▸ **EXERCISE**:
Answer these questions using the lecture text on vaulting:
1. In "doming up," what was each course of the filling-in stonework often laid on?
2. Why does the speaker say the lecture must be divided abruptly?
3. Which two sister arts does the speaker call suited to this stage of vaulting?

▸ **SOURCE DOCUMENT**:
»»

The liberty which was felt in dealing with the surfaces of vaulting-spaces, when once the salient lines became emphasised by ribs, led to the practice of the “doming up,” as it is called, of those spaces, whether the ridges were raised or level; that is to say, that each course of the filling-in stonework was often laid on a curve, so as to increase the strength of the work, by rendering every course a kind of arch from rib to rib.
I must, however, reserve to my next lecture a description of many of the forms which the vaulting of this period assumed, and a number of practical facts relating to it; as well as the pursuit of the subject into its more advanced history; where, instead of limiting its features to such as originated in obvious and functional utility, others were added for purely decorative purposes. The subject is so extensive that I am compelled to divide my lecture upon it abruptly.
Let us, then, pause here and consider for a moment the artistic sentiment and character of the stage at which we have arrived. I will suggest, in passing, that this stage, in which no architectural features were introduced for mere purposes of decoration, and which consequently leaves wide vaulting-spaces, is peculiarly suited to the extensive introduction of the works of the sister arts of painting and mosaic, which may be used almost as freely here as in the Byzantine domes. The point to which, however, I desire to direct your attention is rather the purely architectural sentiment.

««

▸ **RECORDED INFORMATION**:
»»

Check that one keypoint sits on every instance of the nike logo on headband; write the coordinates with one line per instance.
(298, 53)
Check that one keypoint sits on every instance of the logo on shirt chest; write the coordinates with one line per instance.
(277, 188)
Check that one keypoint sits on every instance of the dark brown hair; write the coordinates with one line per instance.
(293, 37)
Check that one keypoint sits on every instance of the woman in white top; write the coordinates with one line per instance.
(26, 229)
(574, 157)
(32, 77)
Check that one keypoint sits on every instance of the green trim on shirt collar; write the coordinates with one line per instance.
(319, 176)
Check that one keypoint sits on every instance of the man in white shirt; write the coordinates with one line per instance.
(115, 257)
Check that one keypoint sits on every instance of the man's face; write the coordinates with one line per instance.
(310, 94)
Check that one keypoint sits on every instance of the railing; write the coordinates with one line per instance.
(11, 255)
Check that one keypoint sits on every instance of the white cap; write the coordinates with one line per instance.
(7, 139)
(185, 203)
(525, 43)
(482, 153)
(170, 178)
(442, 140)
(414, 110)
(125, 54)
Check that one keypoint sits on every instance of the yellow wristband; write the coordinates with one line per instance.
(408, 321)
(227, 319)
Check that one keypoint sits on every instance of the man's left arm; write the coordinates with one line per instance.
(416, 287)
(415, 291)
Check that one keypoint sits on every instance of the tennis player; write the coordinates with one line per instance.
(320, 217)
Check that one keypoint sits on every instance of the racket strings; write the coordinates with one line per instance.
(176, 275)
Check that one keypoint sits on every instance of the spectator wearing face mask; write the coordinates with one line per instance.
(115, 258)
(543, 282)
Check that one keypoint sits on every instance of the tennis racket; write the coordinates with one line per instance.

««

▸ **RESULT**:
1. Each course was often laid on a curve.
2. The subject is so extensive.
3. Painting and mosaic.